— START OF Data listing —
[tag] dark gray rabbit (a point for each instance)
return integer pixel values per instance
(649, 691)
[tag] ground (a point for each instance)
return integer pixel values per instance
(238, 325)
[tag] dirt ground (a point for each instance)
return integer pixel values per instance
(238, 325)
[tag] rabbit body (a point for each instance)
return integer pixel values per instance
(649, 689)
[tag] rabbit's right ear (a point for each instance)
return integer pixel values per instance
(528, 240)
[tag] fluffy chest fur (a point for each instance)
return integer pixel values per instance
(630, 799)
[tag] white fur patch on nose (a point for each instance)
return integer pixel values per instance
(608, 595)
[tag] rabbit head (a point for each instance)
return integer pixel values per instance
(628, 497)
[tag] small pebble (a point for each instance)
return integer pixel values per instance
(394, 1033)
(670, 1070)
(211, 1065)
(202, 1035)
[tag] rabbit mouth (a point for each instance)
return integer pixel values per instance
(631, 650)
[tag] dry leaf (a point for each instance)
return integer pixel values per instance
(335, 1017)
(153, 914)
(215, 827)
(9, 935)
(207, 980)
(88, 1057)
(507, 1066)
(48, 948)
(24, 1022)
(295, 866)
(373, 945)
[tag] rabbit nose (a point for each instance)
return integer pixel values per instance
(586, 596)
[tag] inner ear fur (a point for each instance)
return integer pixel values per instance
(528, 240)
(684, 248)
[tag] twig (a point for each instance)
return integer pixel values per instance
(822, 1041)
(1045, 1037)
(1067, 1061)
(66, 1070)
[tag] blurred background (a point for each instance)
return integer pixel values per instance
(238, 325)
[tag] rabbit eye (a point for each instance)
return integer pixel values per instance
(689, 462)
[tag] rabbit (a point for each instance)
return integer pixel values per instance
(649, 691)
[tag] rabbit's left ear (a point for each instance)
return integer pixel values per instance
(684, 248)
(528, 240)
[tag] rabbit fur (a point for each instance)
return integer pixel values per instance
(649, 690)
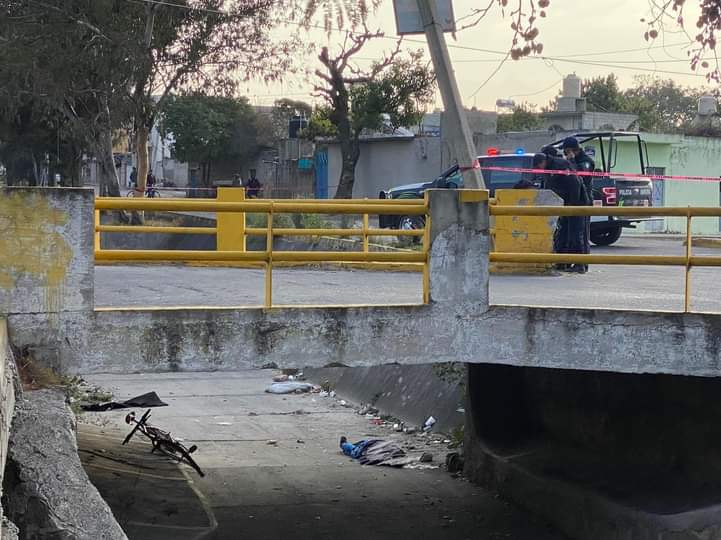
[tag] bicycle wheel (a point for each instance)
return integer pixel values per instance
(179, 453)
(137, 426)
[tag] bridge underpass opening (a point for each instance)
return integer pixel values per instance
(273, 469)
(560, 439)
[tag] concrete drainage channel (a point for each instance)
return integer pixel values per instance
(47, 493)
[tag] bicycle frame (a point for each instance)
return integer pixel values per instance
(161, 440)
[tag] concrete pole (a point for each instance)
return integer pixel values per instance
(460, 140)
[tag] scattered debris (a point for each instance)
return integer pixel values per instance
(150, 399)
(367, 409)
(289, 388)
(454, 462)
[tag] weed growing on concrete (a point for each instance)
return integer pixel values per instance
(36, 376)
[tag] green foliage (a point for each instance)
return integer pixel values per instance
(320, 124)
(283, 111)
(522, 118)
(210, 128)
(662, 105)
(401, 92)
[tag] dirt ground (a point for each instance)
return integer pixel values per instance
(274, 470)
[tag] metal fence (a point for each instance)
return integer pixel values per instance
(687, 261)
(270, 257)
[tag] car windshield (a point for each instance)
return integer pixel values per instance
(503, 178)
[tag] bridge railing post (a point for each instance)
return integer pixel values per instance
(459, 248)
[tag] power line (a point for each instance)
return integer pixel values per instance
(540, 91)
(416, 41)
(493, 74)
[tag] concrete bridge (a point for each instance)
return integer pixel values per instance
(604, 421)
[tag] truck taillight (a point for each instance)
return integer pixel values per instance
(610, 196)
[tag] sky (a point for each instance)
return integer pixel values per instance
(587, 37)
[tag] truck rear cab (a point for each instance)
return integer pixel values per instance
(612, 151)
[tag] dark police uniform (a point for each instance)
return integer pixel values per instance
(584, 163)
(570, 234)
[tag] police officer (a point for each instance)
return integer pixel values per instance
(582, 162)
(570, 233)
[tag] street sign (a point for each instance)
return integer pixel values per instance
(408, 17)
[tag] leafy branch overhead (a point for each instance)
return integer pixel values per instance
(707, 27)
(524, 15)
(392, 91)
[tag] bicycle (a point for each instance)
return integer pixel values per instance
(162, 441)
(150, 192)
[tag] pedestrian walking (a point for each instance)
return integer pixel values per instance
(582, 162)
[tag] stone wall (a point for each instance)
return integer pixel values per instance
(8, 378)
(46, 250)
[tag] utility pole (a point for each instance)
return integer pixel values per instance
(459, 139)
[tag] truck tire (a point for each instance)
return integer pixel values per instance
(606, 237)
(411, 223)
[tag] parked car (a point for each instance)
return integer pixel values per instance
(607, 190)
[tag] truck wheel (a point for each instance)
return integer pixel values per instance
(411, 223)
(606, 237)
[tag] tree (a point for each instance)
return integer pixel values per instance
(109, 63)
(524, 15)
(522, 118)
(661, 105)
(201, 44)
(357, 99)
(284, 110)
(61, 73)
(708, 25)
(206, 129)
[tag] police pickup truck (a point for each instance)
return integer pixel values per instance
(608, 190)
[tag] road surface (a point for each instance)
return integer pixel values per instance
(619, 287)
(299, 487)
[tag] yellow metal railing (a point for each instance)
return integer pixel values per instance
— END OF Data listing —
Restate the entire listing word for word, excluding pictures.

[tag] dark gray rabbit (a point for each instance)
return integer pixel values per instance
(649, 691)
[tag] ground (a point for each instance)
return integer pixel values per instance
(238, 325)
[tag] dirt ground (a point for each instance)
return integer pixel values per instance
(238, 325)
[tag] rabbit body (a point for each instance)
return integer pixel values per instance
(649, 689)
[tag] rabbit's right ear (a point for each instance)
return integer pixel values per instance
(528, 240)
[tag] fluffy chest fur (a point for each instance)
return integer pixel values per instance
(630, 799)
[tag] white fur patch on nose (a point for each instance)
return integer pixel values per instance
(608, 595)
[tag] rabbit head (a point for each instance)
return integer pixel values per instance
(628, 497)
[tag] small pebble (a point for each instance)
return integer pixel values per instance
(394, 1033)
(670, 1070)
(211, 1065)
(202, 1035)
[tag] rabbit mouth (a point for each instance)
return integer pixel values per instance
(631, 650)
[tag] dry leaf (a point for each instance)
return integer pixel values per instance
(335, 1017)
(153, 914)
(215, 827)
(9, 935)
(207, 980)
(88, 1057)
(507, 1066)
(48, 948)
(24, 1022)
(295, 866)
(373, 945)
[tag] rabbit nose (a point for each instance)
return integer pixel values per instance
(586, 596)
[tag] inner ear fur (a point for each instance)
return integer pixel values per instance
(528, 240)
(684, 248)
[tag] twig (a point for each instance)
return integer pixel values per instance
(822, 1041)
(1045, 1037)
(1067, 1061)
(66, 1070)
[tag] blurred background (a point for each instance)
return integer pixel values per instance
(238, 325)
[tag] rabbit eye (a point for each instance)
return integer pixel values per instance
(689, 462)
[tag] rabbit (a point for each instance)
return integer pixel values per instance
(649, 691)
[tag] rabbit's left ear (a point for each instance)
return integer pixel values per instance
(684, 248)
(528, 240)
[tag] rabbit fur (a point for each instance)
return integer pixel values per instance
(649, 690)
[tag] bicycle wheel (a point for each instance)
return integer pixel values per instance
(179, 453)
(137, 426)
[tag] bridge underpass opening (a point for each instance)
return integer pixel values per instance
(273, 469)
(560, 439)
[tag] concrete drainage channel (a point for each instance)
return integer pixel values per instance
(47, 493)
[tag] bicycle frame (a point for each instance)
return integer pixel values per instance
(161, 440)
[tag] concrete pole (a point for each instance)
return integer pixel values per instance
(460, 140)
[tag] scattered debris (a point for each instance)
return integer pixel values per instance
(150, 399)
(367, 409)
(289, 388)
(454, 462)
[tag] weed growing on concrete (a point for each instance)
return integer pixel values per instance
(36, 376)
[tag] green foliage (a point for each instance)
return integer pixel values per instance
(320, 124)
(283, 111)
(522, 118)
(210, 128)
(662, 105)
(401, 92)
[tag] dirt ground (a point for each instance)
return integer pixel values per instance
(274, 470)
[tag] metal fence (a point for each instance)
return integer pixel values per instance
(687, 261)
(270, 257)
[tag] car windshield (a point for each instance)
return integer pixel values per instance
(503, 178)
[tag] bridge railing post (a point for each instance)
return integer pixel values per instance
(459, 248)
[tag] power line (a point for each instance)
return integer pixel values per instance
(540, 91)
(416, 41)
(493, 74)
[tag] concrete bridge (a point for each instance)
return integer pixel values per instance
(604, 421)
[tag] truck taillight (a point for each instance)
return integer pixel values per instance
(610, 196)
[tag] sky (a point for each instance)
return integer pixel values per instance
(587, 37)
[tag] truck rear cab (a point for each instance)
return integer pixel values per instance
(612, 151)
[tag] dark police uniform (a point for each instance)
return integer pixel values per instance
(584, 163)
(570, 234)
[tag] police officer (a point for each instance)
return integer pixel values per instance
(582, 162)
(570, 233)
[tag] street sign (a point for each instance)
return integer pixel values per instance
(408, 17)
[tag] leafy branch overhead (a point for each instance)
return integer pixel values per instance
(707, 27)
(524, 15)
(392, 91)
[tag] bicycle (a point for each instance)
return integer pixel values per instance
(162, 441)
(150, 192)
[tag] pedestrian walking (a point for each instance)
return integer pixel values per instance
(582, 162)
[tag] stone wall (a point for each instance)
return integer pixel values per instance
(8, 378)
(46, 250)
[tag] utility pole (a point for each instance)
return integer pixel values per instance
(459, 139)
[tag] truck tire (a point for each instance)
return integer pixel values per instance
(606, 237)
(411, 223)
[tag] parked car (a point for each instance)
return integer pixel values per instance
(607, 190)
[tag] truck wheel (a point for each instance)
return integer pixel values per instance
(411, 223)
(606, 237)
[tag] tree (a point for each instance)
return integer pixel values per instance
(109, 63)
(524, 15)
(522, 118)
(661, 105)
(201, 44)
(357, 99)
(284, 110)
(61, 73)
(708, 25)
(206, 129)
[tag] police pickup truck (a point for each instance)
return integer pixel values per instance
(608, 190)
[tag] road surface (a point for each instance)
return integer pixel values per instance
(619, 287)
(299, 487)
[tag] yellow metal railing (a point for each instance)
return integer pixel values per instance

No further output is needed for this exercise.